'''

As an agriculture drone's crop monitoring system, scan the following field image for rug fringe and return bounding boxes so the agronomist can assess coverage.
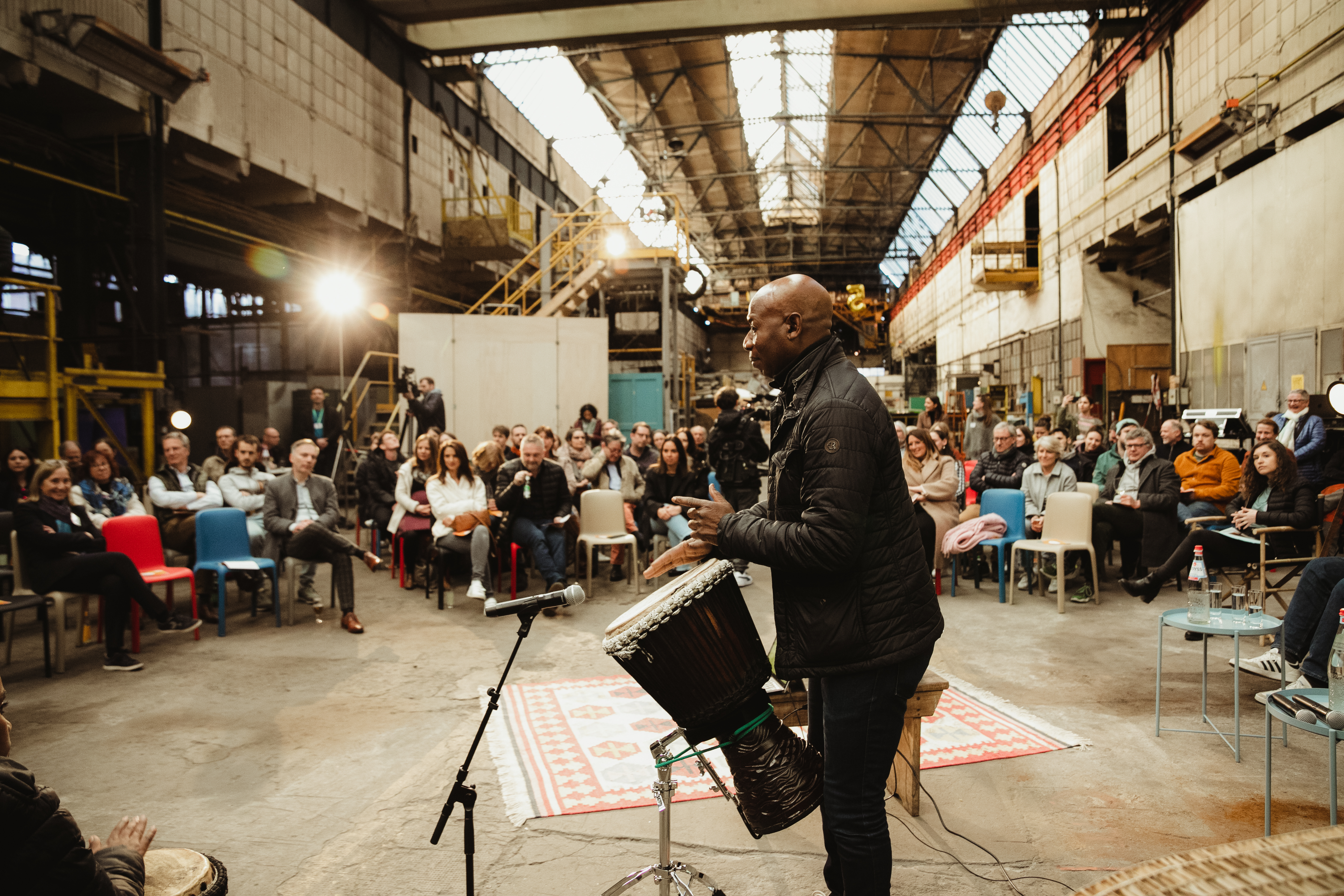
[929,666,1093,750]
[477,686,540,827]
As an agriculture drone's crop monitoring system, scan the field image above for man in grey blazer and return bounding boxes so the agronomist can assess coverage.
[262,439,382,634]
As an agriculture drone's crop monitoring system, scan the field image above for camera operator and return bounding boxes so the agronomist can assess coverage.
[403,368,447,433]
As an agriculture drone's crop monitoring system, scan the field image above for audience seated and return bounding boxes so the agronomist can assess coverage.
[1119,441,1317,603]
[0,682,159,896]
[355,430,406,532]
[262,439,383,634]
[570,404,602,449]
[0,447,32,513]
[1083,426,1181,580]
[645,439,710,576]
[13,461,197,672]
[1229,556,1344,703]
[957,423,1031,523]
[70,451,145,531]
[495,435,571,591]
[1173,421,1242,523]
[425,442,492,602]
[387,433,438,590]
[200,426,238,482]
[1157,419,1189,463]
[555,427,593,497]
[1093,417,1138,488]
[902,426,958,572]
[582,433,644,582]
[623,421,659,474]
[1274,390,1325,486]
[149,430,225,575]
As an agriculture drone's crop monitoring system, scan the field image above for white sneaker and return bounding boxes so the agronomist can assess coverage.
[1227,647,1297,678]
[1255,676,1312,704]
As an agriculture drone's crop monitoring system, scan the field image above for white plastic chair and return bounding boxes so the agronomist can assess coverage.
[9,532,98,672]
[578,489,640,594]
[1008,492,1101,613]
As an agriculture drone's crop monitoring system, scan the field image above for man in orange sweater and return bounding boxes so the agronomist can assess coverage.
[1172,421,1242,523]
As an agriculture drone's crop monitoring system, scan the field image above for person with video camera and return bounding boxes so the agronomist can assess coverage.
[402,367,447,433]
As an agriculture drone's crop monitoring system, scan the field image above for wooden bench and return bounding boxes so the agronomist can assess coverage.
[770,670,947,817]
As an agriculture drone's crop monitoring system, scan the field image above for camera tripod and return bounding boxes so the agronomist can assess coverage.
[602,728,733,896]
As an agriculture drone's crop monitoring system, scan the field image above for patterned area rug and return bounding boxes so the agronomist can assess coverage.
[481,674,1090,825]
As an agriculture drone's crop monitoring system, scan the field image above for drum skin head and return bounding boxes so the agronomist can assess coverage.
[605,560,719,638]
[145,849,215,896]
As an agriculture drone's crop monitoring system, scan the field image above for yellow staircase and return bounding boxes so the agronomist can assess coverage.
[465,193,691,317]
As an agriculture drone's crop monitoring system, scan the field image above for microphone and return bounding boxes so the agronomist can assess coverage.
[1293,694,1344,731]
[485,584,587,618]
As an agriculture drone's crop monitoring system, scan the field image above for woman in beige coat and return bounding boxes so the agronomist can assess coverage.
[902,427,958,572]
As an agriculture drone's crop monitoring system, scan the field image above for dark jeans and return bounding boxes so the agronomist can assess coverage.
[915,504,938,572]
[719,479,761,572]
[513,516,565,587]
[1150,529,1259,582]
[1274,558,1344,688]
[808,647,933,896]
[285,523,364,613]
[47,551,169,657]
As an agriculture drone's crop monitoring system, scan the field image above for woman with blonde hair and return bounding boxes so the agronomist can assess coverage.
[425,439,491,601]
[387,431,438,590]
[901,427,958,572]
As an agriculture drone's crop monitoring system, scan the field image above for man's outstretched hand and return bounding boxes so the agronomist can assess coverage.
[644,539,714,579]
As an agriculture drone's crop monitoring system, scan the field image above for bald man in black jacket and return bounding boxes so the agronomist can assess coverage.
[645,274,942,896]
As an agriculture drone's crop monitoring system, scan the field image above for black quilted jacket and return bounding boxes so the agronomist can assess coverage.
[719,337,942,678]
[0,758,145,896]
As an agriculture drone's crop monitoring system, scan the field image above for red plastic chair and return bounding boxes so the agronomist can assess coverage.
[98,514,200,653]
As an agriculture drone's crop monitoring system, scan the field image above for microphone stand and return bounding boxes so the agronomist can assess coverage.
[429,610,539,896]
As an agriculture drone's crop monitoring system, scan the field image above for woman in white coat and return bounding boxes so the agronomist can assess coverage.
[425,441,491,601]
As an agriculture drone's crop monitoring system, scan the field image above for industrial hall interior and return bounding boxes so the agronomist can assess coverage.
[0,0,1344,896]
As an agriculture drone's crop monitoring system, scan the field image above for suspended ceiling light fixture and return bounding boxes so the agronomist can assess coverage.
[22,9,210,102]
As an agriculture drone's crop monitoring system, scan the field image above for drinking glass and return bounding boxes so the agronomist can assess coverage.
[1246,588,1265,629]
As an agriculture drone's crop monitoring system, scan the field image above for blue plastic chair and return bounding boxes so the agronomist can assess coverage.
[192,508,279,638]
[951,489,1028,603]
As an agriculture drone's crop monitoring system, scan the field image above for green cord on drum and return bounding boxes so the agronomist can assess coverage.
[653,707,774,768]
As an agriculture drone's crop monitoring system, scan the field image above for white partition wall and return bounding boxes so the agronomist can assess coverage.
[398,314,607,449]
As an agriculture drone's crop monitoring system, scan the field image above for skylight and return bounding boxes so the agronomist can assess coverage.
[882,12,1087,283]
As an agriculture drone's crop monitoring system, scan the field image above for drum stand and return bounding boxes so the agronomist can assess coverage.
[429,610,538,896]
[602,728,731,896]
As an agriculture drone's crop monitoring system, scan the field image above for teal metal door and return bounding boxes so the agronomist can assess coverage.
[606,373,663,435]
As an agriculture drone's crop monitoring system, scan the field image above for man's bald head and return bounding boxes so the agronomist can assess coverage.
[742,274,831,378]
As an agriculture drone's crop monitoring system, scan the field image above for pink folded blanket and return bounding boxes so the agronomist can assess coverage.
[942,513,1008,553]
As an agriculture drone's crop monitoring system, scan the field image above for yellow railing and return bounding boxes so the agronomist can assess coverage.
[442,196,536,246]
[466,193,691,314]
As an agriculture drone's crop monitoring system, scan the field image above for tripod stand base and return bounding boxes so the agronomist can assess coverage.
[602,862,725,896]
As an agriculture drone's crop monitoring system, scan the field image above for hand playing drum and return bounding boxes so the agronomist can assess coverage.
[644,485,733,579]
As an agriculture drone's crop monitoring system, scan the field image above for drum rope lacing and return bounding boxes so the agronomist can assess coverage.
[653,707,774,768]
[602,560,733,659]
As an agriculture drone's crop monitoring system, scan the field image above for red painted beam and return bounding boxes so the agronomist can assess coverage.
[891,0,1206,320]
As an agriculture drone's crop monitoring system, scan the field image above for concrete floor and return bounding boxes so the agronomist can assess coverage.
[3,551,1328,896]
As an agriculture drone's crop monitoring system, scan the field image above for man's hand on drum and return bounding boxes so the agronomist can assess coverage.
[89,815,159,856]
[672,485,733,544]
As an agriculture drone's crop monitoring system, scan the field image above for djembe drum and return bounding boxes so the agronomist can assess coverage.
[602,560,821,837]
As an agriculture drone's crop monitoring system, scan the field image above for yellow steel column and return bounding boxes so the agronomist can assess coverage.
[44,289,61,457]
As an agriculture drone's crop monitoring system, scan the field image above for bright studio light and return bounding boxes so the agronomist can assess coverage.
[313,271,364,314]
[1325,380,1344,414]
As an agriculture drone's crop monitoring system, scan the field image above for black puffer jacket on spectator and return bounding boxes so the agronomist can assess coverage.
[719,336,942,678]
[0,758,145,896]
[970,447,1035,494]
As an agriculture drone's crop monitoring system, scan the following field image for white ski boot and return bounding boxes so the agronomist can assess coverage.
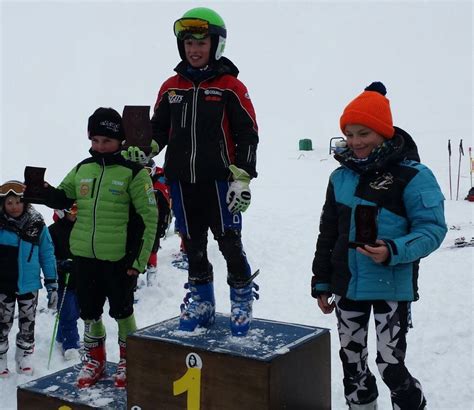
[0,352,10,378]
[15,346,34,376]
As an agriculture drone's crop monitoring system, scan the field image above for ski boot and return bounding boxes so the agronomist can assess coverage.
[179,282,216,332]
[230,281,259,336]
[114,344,127,389]
[76,338,106,389]
[349,400,378,410]
[0,352,10,378]
[15,345,34,376]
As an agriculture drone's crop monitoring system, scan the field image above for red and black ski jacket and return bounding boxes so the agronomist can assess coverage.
[151,57,258,183]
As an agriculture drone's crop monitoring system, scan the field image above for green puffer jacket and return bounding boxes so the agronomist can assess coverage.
[55,151,158,272]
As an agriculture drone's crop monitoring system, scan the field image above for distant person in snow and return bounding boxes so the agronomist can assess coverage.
[38,108,157,388]
[48,204,81,360]
[311,82,447,410]
[123,7,258,336]
[145,159,171,286]
[0,181,58,377]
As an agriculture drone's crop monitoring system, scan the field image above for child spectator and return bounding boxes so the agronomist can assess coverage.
[0,181,58,377]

'''

▸ To do
Render the data from the line with "above for hand" to the line with "[891,0,1206,320]" as a Markdown table with the columns Row and Entry. Number each line and leave out blank lines.

▸ Full output
| Row | Entry |
|---|---|
| 1 | As an agriculture drone's crop monitoring system, scan the field image above for hand playing drum and return bounding boxes so the agronomist can assess coverage. |
| 2 | [644,485,733,579] |
| 3 | As an agriculture drone's crop monitoring system, scan the field image above for drum rope lacing and return bounding boxes so the agronomist can assess coverage. |
| 4 | [653,707,774,768] |
| 5 | [602,560,733,659] |
| 6 | As an agriculture drone's crop monitoring system, scan the field image above for red painted beam and return bounding boxes so the agronomist can assess coverage. |
| 7 | [891,0,1206,320] |